We were at a party to launch National Novel Writing Month, which I was determined to try after watching enviously from the sidelines for the previous year or two. I had a setting, a beginning, an idea of the end, nothing in between and barely any characters, but in the NaNo spirit: NO PROBLEM. I soldiered dutifully ahead for about a week, churning through a handful of loosely connected scenes and about 30 handwritten pages before running aground in bafflement and exhaustion.
Almost exactly three years ago, I was curled on the living room loveseat, scowling into the computer with those old 30 pages sitting next to me while one or both of my kids screamed upstairs. I knew I was never going to get through the NaNo goal of 50,000 words in a month; if I hadn’t managed it in 2006, I sure as hell wouldn’t be doing it in 2013. But I’d written my Master’s thesis at a rate of two pages a day, and that seemed like an achievable goal for fiction. After all, nobody was ever going to read it and it was never going to go anywhere. But by god, I was going to write it.
And now, after spending the intervening time hauling that little ghost story in and out of zombie surgery, most recently with the help of literary agent and narrative necromancer Lana Popovic: IT LIIIIIIIIIVES.
Strap on your goggles and keep throwing the zombie guts at the wall. Your lightning strike is waiting.

▶ _Provided data_

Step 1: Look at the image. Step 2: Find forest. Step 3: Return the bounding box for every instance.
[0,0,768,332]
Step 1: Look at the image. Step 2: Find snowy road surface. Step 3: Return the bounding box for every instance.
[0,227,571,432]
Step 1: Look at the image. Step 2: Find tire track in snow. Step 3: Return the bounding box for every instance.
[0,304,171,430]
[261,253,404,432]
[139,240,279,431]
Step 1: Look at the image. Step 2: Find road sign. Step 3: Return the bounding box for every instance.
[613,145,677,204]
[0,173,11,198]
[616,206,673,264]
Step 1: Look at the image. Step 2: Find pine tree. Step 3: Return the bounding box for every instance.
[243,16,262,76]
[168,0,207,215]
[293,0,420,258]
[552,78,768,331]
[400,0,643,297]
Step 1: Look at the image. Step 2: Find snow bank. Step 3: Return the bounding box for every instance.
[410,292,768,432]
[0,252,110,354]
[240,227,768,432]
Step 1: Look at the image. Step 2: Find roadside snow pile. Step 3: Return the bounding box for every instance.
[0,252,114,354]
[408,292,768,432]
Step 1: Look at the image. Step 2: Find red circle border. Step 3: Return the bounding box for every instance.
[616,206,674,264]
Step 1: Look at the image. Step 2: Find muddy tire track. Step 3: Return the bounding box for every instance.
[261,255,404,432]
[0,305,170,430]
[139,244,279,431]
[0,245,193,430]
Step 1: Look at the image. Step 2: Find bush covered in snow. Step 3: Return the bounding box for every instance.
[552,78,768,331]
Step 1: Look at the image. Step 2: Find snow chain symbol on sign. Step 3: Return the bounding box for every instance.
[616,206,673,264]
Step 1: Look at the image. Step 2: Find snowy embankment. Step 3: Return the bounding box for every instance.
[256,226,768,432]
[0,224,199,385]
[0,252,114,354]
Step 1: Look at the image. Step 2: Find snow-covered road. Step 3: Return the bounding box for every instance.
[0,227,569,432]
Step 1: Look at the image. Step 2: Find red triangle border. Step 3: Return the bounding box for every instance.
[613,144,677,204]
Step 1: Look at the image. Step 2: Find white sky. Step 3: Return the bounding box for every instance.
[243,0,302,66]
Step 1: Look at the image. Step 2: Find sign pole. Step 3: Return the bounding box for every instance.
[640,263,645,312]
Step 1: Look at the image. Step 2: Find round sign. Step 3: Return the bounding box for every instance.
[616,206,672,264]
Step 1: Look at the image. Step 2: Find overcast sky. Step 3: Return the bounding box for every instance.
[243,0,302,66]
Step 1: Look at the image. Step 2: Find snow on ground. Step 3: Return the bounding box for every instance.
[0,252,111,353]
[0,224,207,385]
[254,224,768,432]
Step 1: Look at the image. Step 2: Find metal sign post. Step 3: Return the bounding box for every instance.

▶ _Tasks to carry out_
(A) List every distinct number written in digits in the essay on novel writing.
(B) Reproduce the essay on novel writing from "Almost exactly three" up to and including "strike is waiting.".
The records have nothing to do with the essay on novel writing.

▶ _Solutions by task_
(A) 30, 50,000, 2006, 2013

(B)
Almost exactly three years ago, I was curled on the living room loveseat, scowling into the computer with those old 30 pages sitting next to me while one or both of my kids screamed upstairs. I knew I was never going to get through the NaNo goal of 50,000 words in a month; if I hadn’t managed it in 2006, I sure as hell wouldn’t be doing it in 2013. But I’d written my Master’s thesis at a rate of two pages a day, and that seemed like an achievable goal for fiction. After all, nobody was ever going to read it and it was never going to go anywhere. But by god, I was going to write it.
And now, after spending the intervening time hauling that little ghost story in and out of zombie surgery, most recently with the help of literary agent and narrative necromancer Lana Popovic: IT LIIIIIIIIIVES.
Strap on your goggles and keep throwing the zombie guts at the wall. Your lightning strike is waiting.